▸ **EXERCISE BRIEF**: Would you quote every entry exactly, dropping only the pictures?

▸ **DATA SUPPLIED**:

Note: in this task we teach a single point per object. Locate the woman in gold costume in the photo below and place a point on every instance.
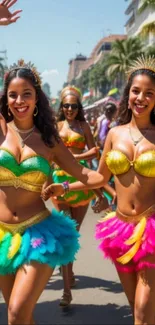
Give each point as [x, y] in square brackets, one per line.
[128, 235]
[33, 240]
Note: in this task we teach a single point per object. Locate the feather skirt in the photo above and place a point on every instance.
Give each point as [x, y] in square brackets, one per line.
[123, 242]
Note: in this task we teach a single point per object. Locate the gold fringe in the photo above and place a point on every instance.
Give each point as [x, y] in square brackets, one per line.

▸ **SOLVED EXERCISE**:
Note: in this task we teach a single point per object. Locate the woman in gold costume in the photo below and place a point on every instance.
Give each point as [x, y] in square brackets, one per line.
[128, 235]
[33, 240]
Note: in this task we teach a single point per object. Locate the feather skirt in the photo above and place a point on every instance.
Give each point as [x, y] in square brackets, one per line.
[123, 242]
Note: in this task we teach a single point per object. Locate the gold fringe in the photo above and place a point on every instance.
Give each point as [x, y] in square brackets, one per line.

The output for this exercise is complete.